- Work instructions
1. Copy the passage on borrower challenges from "Robert Katz:Thanks Alan." down to "work for you.", swapping "supplemental attachment" for "separate attachment".
2. Carry the passage on borrower challenges forward, picking up right after its final sentence.
-- Supplied passage follows --
Robert Katz:Thanks Alan. Again, talking about some of the hot items about borrower challenges, I discussed a little bit earlier about what is the appropriate periods right and considering the applying the safe harbors, and by the way, there are no forms for the safe harbor so it would be a supplemental attachment, determining the proper allocation in the form. Again, what I have seen or what we've seen is some people like the short form, some people don't, right? Some people want to provide some additional detail. If you qualify, you use whatever is you're most comfortable with. The calculating the payroll in the FTE and wage reductions. Again, if you were if you're fortunate in this case to have ADP, they do most of the work for you.
If not, you'll just have to pay extra attention to make sure that the FTEs and the change are properly accounted for, and to also make sure that your 5% owners are in a separate category because they have different restrictions, and to make sure it's appropriately categorized. That goes to the employee categorization of the over 5% owners and again, understanding and applying the reduction, rules, and exceptions. Identifying what non-cash compensation is, also with medical benefits and health to make sure the employee portion that they pay is reduced or excluded. Again providing the complete documentation is important, because if your hope is to get it forgiven quickly and you don't supply something and each bank is slightly different, it will slow down the process.
-- Supplied passage concluded --
-- Records follows --
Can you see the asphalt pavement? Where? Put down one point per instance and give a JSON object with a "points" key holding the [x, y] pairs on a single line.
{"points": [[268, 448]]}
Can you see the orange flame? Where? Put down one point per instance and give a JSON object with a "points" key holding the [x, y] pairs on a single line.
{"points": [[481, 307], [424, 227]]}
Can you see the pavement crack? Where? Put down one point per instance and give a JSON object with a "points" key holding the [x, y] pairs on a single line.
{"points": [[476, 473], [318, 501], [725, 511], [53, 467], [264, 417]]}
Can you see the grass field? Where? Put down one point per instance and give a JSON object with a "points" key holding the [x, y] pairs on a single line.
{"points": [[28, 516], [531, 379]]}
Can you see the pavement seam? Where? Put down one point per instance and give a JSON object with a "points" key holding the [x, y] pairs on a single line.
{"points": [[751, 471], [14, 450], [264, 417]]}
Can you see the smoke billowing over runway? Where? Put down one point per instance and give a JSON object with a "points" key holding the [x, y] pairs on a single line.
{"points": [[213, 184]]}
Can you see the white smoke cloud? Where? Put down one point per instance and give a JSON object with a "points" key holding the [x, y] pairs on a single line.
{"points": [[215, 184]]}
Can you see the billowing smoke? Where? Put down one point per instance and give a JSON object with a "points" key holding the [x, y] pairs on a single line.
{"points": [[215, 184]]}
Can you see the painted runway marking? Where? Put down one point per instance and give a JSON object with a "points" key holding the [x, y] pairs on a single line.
-- Records concluded --
- Answers per task
1.
Robert Katz:Thanks Alan. Again, talking about some of the hot items about borrower challenges, I discussed a little bit earlier about what is the appropriate periods right and considering the applying the safe harbors, and by the way, there are no forms for the safe harbor so it would be a separate attachment, determining the proper allocation in the form. Again, what I have seen or what we've seen is some people like the short form, some people don't, right? Some people want to provide some additional detail. If you qualify, you use whatever is you're most comfortable with. The calculating the payroll in the FTE and wage reductions. Again, if you were if you're fortunate in this case to have ADP, they do most of the work for you.

2.
It's important to understand from your particular lender, what are some of the additional requirements they may have that aren't standard, because they're allowed to ask for more detail. There have been questions, and one of the topics is timing of applying forgiveness. The IRS came out with something, I believe it was last night it suggested while the expenses are not deductible, but you should have begin applying for forgiveness as soon as possible. The other side of that is if you're early, and the laws continue to change as recently as last night, there were called two pronouncements being handed down. One form is still under review, right? If you apply early, you may have to supplement it, or do it later.
It's better it seems to me to have a complete requirement package, and then go into supplying it or applying. Because from the time that you finished your covered period when you use the money, if it was 24 weeks, you then have 10 months to submit the application. Your lender has 60 days to review it, and the SBA has another 90 days to review it. From the time you finish using the money, you could have 15 months before it's ultimately approved, and that goes to the timing. Now completing the SBA questionnaire which is the new form 3509 and 3510, and it is presently out for comment. This form as the comment period says now, or the new form, the lender will provide it to you.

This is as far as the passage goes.